* [PROBLEMS]:
a: In the article on NASA's Gateway decision, when was the HALO habitation module delivered to NASA?
b: Name every international partner on the Gateway project that the article on NASA's Gateway decision identifies.
c: Write the next part of the article on NASA's Gateway decision, picking up after its final sentence.

* [ARTICLE]:
-.-.-

NASA’s ambitious plans to build a space station in orbit of the Moon are officially on hold, administrator Jared Isaacman said Tuesday, with the space agency instead skipping the orbital habitat in favor of building a permanent base on the Lunar surface.
Isaacman made the announcement during the opening keynote for NASA’s Ignition Day event during which the space agency was providing updates on a number of Artemis-related initiatives and Trump’s National Space Policy.
“It should not be much of a surprise that we intend to pause Gateway in its current form and focus on building lunar infrastructure that supports sustained operations on the surface,” Isaacman told attendees. “We will pivot agency talent and hardware already working on Gateway to the surface or other programs.”
However, suspension of the Gateway project – which would have resulted in the construction of the first space station outside of Earth orbit – may come as a surprise to NASA’s international partners on the project, namely the European Space Agency, Canada, and Japan. All had discussed the project as an international effort to continue the partnership established on the ISS into the next frontier in space.
JAXA, the CSA, and ESA have already supplied components and systems for the Gateway, most notably the European-built HALO habitation module, which was delivered to NASA in April 2025, along with multiple modules constructed by ESA for inclusion on the now-mothballed space station.
An ESA spokesperson told The Register that its director general, Josef Aschbacher, is at the Ignition event in Washington DC today, adding: “ESA is consulting closely with its Member States, international partners and European industry to assess the implications of the announcement with further information to follow.”
JAXA and the CSA didn’t immediately respond to requests for comment.

-.-.-

* [SUPPLIED RECORDS]:

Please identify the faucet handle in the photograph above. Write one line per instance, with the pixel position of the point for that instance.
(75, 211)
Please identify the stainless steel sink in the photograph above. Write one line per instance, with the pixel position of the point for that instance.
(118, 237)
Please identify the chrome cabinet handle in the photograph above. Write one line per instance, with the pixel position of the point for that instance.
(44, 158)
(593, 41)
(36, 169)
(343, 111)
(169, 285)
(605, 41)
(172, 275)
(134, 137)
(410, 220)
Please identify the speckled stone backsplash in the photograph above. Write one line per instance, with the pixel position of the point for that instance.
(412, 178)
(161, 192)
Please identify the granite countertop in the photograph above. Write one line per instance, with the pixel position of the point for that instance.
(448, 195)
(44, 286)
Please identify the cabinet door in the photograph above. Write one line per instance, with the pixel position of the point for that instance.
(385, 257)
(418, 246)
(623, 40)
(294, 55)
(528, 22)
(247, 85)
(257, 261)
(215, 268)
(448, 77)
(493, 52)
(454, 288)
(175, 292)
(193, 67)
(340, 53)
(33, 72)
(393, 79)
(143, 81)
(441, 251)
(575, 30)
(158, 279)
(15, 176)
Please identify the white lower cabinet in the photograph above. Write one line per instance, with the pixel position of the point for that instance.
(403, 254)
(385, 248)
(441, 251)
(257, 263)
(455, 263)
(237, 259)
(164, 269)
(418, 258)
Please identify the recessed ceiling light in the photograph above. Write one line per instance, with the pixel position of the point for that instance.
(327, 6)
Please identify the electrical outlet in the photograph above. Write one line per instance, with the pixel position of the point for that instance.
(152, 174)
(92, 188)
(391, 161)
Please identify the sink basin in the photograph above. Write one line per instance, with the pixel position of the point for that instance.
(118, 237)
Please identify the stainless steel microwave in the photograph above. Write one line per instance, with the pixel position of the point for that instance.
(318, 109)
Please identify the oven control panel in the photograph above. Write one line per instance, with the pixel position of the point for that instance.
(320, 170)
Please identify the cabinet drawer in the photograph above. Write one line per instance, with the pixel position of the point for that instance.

-.-.-

* [RESULTS OF THE TASKS]:
a: April 2025

b: The European Space Agency, Canada, and Japan

c:
NASA hasn’t said what it intends to do with the HALO module, though Isaacson implied NASA plans to repurpose equipment to support surface objectives.
Despite scrapping its planned lunar-orbiting space station, NASA still aims for a 2027 Artemis III launch, administrator Isaacman confirmed.
The NASA administrator said that, beginning with Artemis III, NASA intends to establish a once-a-year Moon landing cadence with Artemis IV scheduled for 2028. Isaacman said the launch cadence would advance to once every six months following the launch of Aertemis V, “with the potential to increase cadence as capabilities mature.”
NASA now plans to split its Moon base plan into three phases, beginning with a $10 billion phase one that will see the agency shift from “bespoke, infrequent missions to a repeatable, modular approach” that tests out concepts for permanent lunar habitation. Phase two and three will see NASA and its partners establish early infrastructure and permanent fixtures on the Moon’s surface.
Against this background, NASA seems intent on adopting a practically insane development pace that its record to date hasn’t proven it is capable of.
“It is essential we leave an event like Ignition with complete alignment on the national imperative that is our collective mission,” Isaacman said. “The clock is running in this great‑power competition, and success or failure will be measured in months, not years.”
In other words, time is running out to beat China to the Moon.
But what of Mars – does the abandonment of the Gateway mean the Red Planet is on hold? Apparently not.
“The surface will be the technology proving ground for the capabilities required to undertake future missions to Mars, not to mention that it is safer and enables incredible opportunities for science,” Isaacman said.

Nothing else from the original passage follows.